■ **What to produce**: Report each line of the entries below that includes "stem".

(Items from a dataset)
Content starts

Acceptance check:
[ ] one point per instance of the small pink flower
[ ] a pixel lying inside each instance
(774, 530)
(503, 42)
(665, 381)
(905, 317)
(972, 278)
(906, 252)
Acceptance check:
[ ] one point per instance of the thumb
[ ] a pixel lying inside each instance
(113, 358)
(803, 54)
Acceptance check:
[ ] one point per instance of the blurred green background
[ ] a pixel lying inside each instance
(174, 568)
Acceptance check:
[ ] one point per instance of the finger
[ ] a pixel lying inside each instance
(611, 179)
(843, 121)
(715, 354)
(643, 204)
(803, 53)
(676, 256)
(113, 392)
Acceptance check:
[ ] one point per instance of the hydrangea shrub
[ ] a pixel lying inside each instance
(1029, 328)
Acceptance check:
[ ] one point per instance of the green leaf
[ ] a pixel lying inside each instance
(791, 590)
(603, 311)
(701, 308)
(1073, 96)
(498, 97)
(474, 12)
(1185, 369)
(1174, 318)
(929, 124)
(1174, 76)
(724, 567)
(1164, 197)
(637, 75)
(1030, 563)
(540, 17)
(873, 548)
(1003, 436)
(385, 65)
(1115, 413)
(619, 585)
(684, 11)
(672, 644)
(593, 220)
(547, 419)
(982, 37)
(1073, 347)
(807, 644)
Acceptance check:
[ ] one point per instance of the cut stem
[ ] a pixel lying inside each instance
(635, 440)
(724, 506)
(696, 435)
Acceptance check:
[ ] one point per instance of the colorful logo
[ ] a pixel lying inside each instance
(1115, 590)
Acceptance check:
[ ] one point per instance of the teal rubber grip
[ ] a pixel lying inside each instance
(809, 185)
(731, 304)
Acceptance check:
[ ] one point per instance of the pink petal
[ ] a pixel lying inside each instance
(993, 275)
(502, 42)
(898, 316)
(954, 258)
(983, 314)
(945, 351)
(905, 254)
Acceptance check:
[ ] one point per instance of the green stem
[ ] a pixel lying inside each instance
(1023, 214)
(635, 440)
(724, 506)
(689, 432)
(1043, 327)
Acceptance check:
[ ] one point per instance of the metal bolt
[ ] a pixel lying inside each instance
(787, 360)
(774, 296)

Content ends

■ **Completed exercise**:
[ ] one point per instance of the cut stem
[ ] one point per instance of the green stem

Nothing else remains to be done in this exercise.